Given instruction » In the data below, copy the stretch from the line containing "Query: man's arm" through the line containing "[198,410,599,704]", both ends included, and give only those lines, with the request lines left unchanged. Multiply every bounding-box coordinate in the answers by 1.4 and round each result to a whole number, rounding halves up.

:: Source data ::

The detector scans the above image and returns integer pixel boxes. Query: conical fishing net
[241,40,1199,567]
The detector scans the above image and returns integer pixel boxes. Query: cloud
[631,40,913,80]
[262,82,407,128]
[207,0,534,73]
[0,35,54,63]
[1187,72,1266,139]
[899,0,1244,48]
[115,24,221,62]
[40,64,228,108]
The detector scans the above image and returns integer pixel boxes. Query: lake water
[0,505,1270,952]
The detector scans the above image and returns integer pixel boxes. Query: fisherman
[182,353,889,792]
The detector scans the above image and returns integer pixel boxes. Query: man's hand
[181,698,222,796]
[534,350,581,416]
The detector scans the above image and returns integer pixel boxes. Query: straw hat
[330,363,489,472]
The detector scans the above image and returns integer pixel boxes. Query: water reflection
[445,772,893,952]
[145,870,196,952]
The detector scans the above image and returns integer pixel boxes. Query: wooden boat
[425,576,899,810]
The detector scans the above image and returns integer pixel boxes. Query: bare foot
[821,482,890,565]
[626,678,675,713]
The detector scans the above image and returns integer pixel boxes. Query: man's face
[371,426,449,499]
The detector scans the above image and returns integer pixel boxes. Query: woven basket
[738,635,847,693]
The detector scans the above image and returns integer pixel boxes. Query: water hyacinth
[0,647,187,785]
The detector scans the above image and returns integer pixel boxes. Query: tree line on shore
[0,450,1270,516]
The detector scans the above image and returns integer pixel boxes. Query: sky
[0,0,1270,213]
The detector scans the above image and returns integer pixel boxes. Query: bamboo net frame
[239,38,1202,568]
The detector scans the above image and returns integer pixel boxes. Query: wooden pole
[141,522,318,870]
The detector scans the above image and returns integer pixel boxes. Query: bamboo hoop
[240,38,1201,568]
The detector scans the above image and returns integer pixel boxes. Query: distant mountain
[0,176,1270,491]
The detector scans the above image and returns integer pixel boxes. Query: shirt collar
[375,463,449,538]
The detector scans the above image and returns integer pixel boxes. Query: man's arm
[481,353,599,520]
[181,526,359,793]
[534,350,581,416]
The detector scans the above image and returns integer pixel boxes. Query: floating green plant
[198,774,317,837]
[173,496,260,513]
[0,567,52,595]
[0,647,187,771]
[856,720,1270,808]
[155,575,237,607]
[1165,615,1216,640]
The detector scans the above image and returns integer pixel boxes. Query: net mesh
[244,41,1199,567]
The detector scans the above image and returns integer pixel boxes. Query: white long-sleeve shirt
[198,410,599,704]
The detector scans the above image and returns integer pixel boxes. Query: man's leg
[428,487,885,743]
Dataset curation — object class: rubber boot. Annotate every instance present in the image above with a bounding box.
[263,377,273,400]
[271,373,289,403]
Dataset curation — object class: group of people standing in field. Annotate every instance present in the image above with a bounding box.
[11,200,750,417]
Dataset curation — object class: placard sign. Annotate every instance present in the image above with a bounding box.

:::

Completed task »
The detector scans the above image and returns integer pixel boxes. Query: man's arm
[673,494,839,728]
[253,736,503,1110]
[748,490,813,582]
The detector scans the above image and returns integer pixel boxes. Query: floating green plant
[277,1084,444,1172]
[242,694,364,718]
[0,794,73,833]
[0,906,262,1079]
[1198,1008,1778,1131]
[217,805,332,850]
[1631,861,1702,896]
The detector scans the above image and returns integer pixel boxes. Query: net mesh
[342,57,1679,794]
The detector scans the above image and returns integer pixel boxes. Query: white long-sleeve shirt
[277,574,839,986]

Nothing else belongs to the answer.